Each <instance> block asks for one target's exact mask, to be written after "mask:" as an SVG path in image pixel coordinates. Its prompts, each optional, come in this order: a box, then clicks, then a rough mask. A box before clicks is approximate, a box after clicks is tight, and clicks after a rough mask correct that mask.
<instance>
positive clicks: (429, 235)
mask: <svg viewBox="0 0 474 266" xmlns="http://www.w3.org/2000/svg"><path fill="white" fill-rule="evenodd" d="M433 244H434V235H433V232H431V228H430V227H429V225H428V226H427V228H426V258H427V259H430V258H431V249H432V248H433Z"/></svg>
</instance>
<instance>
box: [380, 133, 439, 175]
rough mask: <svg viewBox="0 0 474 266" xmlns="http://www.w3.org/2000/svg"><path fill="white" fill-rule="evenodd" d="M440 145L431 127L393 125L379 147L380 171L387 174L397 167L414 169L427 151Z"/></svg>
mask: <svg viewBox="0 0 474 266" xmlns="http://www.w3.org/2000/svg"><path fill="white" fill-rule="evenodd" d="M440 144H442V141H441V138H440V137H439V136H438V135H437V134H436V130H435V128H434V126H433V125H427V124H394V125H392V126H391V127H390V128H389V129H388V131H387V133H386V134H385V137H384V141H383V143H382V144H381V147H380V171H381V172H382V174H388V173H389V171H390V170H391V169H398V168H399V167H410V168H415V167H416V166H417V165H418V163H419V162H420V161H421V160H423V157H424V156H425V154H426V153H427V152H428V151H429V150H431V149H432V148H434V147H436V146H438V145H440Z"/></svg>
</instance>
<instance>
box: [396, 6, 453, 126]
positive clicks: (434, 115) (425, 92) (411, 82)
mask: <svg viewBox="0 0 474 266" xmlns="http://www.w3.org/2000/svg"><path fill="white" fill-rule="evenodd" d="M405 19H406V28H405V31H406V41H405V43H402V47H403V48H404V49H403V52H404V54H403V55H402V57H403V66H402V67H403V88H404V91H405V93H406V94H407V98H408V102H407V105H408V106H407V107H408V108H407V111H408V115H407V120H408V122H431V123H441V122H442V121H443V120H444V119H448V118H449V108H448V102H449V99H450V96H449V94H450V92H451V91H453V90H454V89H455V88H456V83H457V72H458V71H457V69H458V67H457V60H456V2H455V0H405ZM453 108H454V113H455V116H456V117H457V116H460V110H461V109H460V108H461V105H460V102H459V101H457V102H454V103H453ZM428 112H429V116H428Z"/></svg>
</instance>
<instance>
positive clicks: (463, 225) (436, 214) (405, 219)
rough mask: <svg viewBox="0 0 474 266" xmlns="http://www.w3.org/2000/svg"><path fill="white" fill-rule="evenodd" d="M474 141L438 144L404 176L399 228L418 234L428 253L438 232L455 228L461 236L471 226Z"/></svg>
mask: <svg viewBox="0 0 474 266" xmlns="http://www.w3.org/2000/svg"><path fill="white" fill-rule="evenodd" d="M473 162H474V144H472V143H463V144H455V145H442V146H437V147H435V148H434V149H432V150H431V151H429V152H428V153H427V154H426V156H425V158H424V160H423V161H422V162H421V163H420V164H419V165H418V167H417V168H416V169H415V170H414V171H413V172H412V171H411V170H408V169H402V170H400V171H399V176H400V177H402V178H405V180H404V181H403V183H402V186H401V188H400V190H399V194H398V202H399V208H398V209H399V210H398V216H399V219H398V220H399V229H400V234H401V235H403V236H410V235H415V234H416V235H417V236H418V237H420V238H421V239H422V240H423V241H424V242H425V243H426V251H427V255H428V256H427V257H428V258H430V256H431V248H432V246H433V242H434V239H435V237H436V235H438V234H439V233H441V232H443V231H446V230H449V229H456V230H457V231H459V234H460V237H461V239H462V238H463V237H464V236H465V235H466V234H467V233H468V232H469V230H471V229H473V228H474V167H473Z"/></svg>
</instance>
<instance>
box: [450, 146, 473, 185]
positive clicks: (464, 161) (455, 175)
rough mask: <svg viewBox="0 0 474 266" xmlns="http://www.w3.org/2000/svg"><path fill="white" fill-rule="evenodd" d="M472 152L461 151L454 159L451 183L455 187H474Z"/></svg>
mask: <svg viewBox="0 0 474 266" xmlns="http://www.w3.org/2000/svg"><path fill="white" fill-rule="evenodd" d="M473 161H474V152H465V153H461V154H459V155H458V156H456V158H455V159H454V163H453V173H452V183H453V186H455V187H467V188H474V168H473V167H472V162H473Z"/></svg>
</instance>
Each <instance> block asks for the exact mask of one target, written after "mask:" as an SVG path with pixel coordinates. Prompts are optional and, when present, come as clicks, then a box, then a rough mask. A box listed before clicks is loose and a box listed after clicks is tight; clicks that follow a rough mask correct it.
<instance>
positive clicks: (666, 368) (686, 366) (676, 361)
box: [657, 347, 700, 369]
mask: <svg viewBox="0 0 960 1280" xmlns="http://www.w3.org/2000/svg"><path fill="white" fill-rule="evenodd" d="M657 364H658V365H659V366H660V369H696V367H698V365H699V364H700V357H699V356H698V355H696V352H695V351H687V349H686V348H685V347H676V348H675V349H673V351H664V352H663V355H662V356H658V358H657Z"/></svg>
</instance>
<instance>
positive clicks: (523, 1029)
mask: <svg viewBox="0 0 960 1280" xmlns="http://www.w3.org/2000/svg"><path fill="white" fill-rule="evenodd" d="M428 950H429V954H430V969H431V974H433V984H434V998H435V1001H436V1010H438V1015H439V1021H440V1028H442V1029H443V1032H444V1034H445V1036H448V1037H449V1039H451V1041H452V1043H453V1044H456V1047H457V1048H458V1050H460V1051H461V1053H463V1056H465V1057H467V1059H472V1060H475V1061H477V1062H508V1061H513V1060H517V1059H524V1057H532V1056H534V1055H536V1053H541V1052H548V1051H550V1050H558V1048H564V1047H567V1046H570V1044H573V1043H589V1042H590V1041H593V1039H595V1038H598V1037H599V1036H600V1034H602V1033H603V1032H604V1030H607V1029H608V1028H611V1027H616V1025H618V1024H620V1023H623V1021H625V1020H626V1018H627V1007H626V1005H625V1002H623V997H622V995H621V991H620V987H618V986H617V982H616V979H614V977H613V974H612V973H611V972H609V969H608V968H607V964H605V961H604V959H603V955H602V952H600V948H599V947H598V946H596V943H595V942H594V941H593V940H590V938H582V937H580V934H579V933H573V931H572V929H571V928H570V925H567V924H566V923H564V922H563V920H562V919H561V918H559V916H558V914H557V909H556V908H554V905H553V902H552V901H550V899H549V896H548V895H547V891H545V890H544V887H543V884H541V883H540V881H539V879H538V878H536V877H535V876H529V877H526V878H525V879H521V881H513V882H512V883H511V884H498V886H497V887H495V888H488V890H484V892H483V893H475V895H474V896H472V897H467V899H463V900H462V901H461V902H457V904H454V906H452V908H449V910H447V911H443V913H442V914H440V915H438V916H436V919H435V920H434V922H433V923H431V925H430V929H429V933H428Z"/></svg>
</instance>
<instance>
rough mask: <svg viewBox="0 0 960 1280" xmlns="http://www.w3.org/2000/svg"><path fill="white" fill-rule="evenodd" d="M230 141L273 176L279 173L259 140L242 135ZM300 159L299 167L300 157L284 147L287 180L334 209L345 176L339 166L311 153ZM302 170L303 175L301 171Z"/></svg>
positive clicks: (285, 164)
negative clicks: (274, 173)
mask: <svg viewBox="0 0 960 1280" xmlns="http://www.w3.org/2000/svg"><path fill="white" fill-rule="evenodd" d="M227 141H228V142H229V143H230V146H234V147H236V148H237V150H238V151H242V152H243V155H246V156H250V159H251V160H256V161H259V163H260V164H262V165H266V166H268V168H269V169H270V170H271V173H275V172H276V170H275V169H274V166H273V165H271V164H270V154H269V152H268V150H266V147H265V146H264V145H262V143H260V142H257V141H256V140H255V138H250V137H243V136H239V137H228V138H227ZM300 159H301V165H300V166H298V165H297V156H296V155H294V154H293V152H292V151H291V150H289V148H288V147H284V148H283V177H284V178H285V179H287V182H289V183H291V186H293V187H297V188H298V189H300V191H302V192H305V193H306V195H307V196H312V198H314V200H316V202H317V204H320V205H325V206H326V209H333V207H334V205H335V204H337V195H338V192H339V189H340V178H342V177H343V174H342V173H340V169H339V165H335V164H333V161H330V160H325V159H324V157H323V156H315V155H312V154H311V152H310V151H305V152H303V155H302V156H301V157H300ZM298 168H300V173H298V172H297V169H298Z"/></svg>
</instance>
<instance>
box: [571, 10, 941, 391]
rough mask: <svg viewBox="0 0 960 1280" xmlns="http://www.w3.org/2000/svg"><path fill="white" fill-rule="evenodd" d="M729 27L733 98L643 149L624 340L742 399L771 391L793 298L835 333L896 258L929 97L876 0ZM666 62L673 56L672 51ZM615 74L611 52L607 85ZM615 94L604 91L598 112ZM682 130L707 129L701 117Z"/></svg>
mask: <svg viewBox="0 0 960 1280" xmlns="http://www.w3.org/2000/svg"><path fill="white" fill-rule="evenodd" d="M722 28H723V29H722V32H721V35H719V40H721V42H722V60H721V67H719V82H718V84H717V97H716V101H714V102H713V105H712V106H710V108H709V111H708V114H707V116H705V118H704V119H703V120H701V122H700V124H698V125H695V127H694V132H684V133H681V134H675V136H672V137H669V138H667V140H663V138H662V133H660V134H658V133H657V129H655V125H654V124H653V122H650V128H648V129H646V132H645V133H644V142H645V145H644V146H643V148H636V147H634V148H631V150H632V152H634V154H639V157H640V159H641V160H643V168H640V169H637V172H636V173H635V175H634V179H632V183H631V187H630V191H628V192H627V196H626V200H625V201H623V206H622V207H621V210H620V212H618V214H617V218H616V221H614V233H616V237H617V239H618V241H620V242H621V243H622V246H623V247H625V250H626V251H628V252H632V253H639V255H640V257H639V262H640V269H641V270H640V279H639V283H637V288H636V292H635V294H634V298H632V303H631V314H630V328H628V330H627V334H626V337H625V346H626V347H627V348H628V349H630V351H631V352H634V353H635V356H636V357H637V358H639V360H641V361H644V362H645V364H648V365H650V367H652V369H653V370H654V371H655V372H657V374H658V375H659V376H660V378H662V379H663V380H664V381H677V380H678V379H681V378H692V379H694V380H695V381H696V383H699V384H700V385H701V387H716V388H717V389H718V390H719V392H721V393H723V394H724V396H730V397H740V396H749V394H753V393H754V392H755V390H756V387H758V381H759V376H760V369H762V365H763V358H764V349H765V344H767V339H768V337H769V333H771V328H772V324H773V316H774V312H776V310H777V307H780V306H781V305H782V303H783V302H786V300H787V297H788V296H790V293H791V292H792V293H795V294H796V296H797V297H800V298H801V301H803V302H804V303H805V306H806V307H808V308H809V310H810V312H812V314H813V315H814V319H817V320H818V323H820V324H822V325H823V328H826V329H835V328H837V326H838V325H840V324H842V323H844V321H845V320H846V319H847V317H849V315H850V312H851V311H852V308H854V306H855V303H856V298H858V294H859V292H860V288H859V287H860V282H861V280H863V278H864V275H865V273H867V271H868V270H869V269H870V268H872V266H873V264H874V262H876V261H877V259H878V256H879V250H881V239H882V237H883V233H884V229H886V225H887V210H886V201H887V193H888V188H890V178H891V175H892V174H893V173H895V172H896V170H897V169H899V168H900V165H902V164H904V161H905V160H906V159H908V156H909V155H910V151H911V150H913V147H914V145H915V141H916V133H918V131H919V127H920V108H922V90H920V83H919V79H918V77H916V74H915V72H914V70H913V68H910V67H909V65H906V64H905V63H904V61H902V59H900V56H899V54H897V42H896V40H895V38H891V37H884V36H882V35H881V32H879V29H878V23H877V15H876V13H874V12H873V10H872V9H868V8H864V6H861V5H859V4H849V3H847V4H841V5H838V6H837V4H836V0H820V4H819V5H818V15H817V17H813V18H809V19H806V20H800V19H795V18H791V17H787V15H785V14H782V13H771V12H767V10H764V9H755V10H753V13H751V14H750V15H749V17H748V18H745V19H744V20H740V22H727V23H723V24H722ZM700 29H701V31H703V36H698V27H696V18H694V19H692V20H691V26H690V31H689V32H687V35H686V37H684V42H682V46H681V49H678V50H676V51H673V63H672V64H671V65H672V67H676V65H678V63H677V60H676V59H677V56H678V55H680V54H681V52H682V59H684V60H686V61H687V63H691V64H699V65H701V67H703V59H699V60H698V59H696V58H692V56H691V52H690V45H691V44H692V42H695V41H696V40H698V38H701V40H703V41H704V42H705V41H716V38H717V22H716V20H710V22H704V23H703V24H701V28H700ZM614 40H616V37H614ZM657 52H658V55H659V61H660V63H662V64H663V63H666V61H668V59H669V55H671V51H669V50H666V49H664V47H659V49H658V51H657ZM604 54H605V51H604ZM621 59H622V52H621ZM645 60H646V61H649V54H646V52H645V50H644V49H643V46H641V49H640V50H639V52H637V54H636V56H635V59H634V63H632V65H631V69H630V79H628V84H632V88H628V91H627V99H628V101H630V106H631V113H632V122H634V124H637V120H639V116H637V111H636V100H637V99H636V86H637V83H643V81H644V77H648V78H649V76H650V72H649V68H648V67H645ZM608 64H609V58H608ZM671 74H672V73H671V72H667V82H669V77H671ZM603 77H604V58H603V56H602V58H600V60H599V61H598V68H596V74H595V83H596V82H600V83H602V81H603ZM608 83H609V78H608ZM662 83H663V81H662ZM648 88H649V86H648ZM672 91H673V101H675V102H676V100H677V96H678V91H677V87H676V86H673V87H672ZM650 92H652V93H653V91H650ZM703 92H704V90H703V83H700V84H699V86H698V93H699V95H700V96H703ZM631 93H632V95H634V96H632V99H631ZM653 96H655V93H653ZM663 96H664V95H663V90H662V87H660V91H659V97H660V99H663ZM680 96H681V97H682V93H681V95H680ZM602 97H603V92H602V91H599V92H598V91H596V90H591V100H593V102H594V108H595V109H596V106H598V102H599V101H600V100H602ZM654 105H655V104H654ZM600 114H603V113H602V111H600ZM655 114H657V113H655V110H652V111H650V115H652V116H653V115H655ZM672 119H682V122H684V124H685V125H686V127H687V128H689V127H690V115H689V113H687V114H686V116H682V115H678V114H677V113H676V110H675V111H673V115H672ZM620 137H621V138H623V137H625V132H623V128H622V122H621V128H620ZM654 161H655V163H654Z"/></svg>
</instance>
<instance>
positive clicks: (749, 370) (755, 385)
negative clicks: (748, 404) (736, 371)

|---|

▸ **What is required**:
Take the line above containing "positive clicks: (429, 235)", the line containing "box: [380, 133, 439, 175]", and all lines in between, and copy them exactly without anything else.

▸ **Output of the exercise**:
positive clicks: (429, 235)
mask: <svg viewBox="0 0 474 266" xmlns="http://www.w3.org/2000/svg"><path fill="white" fill-rule="evenodd" d="M433 244H434V235H433V232H431V228H430V227H429V225H428V226H427V228H426V258H427V259H430V258H431V249H432V248H433Z"/></svg>
</instance>
<instance>
box: [380, 133, 439, 175]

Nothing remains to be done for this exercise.